Rows from a pointing dataset

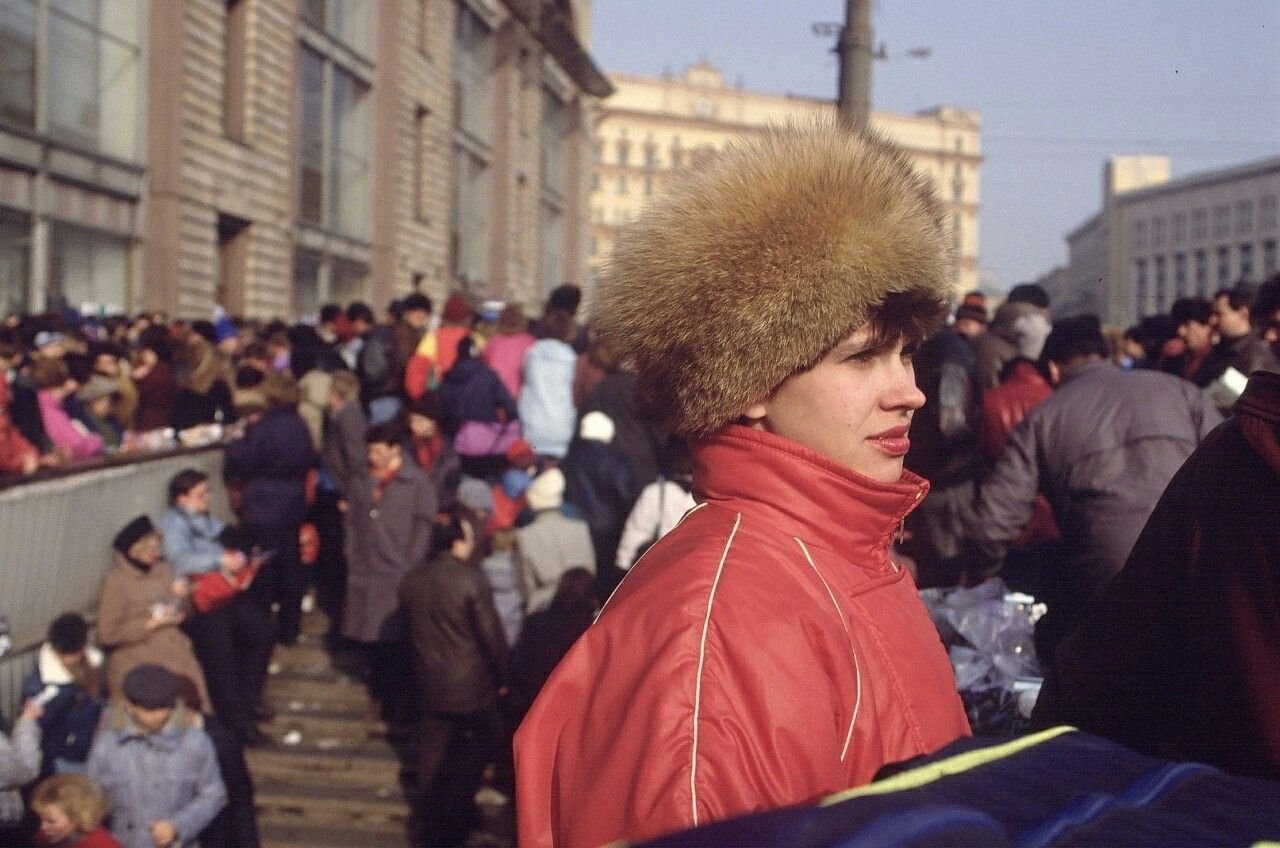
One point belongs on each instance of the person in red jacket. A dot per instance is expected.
(767, 651)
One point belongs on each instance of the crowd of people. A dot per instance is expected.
(467, 487)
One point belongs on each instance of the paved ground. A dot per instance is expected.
(336, 774)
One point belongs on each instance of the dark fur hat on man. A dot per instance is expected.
(755, 265)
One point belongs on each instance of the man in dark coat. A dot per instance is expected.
(1102, 448)
(461, 659)
(945, 447)
(388, 533)
(1180, 657)
(269, 463)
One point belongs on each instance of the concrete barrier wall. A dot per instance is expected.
(55, 543)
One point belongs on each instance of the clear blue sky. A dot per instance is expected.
(1061, 86)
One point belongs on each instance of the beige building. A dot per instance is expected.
(653, 127)
(272, 155)
(1157, 240)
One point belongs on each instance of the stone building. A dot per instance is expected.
(272, 155)
(1156, 240)
(653, 127)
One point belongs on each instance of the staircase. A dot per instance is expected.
(334, 774)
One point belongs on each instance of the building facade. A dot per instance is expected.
(653, 127)
(272, 155)
(1157, 240)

> [What you will do]: Please turn every line of the rows above into a JSON list of strings, one string per line, leaving out blank lines and the pictures.

> [Result for this exercise]:
[
  "One point belongs on each instance of the person in red jacket. A dot per instance is expected.",
  "(767, 651)",
  "One point belongs on each instance of the crowd of people. A dot per instance is expected.",
  "(467, 487)",
  "One point belongs on each instance of the paved ground. A dot per instance is expected.",
  "(336, 774)",
  "One point belongs on each instance of the dark fur hat on man. A dot per instance is expected.",
  "(755, 265)",
  "One point belongs on each instance of the man in dark coat. A dot per instance is expected.",
  "(1102, 448)",
  "(461, 659)",
  "(945, 447)",
  "(388, 533)",
  "(1180, 657)",
  "(269, 463)",
  "One point belongs on each instance of the concrete barrier wall. A dot per instance is expected.",
  "(55, 543)",
  "One point belongs on each instance of the clear blue sky. A dot per instance is expected.",
  "(1061, 86)",
  "One point belongs on each instance of the beige building. A dot per instance is expected.",
  "(653, 127)",
  "(272, 155)",
  "(1157, 240)",
  "One point belongs on each instance of the stone building. A dot per instance is expected.",
  "(272, 155)",
  "(1156, 240)",
  "(653, 127)",
  "One point belongs on each instance of the staircase. A dot per instance is expected.",
  "(334, 774)",
  "One point belongs on each instance of the building facade. A dot per instance is expected.",
  "(653, 127)",
  "(272, 155)",
  "(1157, 240)"
]